__TUGAS DIKERJAKAN__
Ubah setiap baris pada semua catatan di bawah menjadi daftar bernomor, tanpa baris kosong. Gambar tidak disertakan dalam jawaban.

__Catatan dataset__
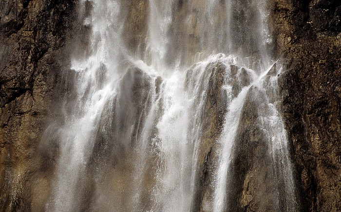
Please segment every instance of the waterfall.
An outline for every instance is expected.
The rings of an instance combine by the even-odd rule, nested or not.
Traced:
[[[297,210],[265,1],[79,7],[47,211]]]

__JAWABAN TUGAS__
1. Please segment every instance of the waterfall.
2. An outline for every instance is expected.
3. The rings of an instance combine by the even-odd rule, nested or not.
4. Traced:
5. [[[297,210],[265,1],[79,7],[47,211]]]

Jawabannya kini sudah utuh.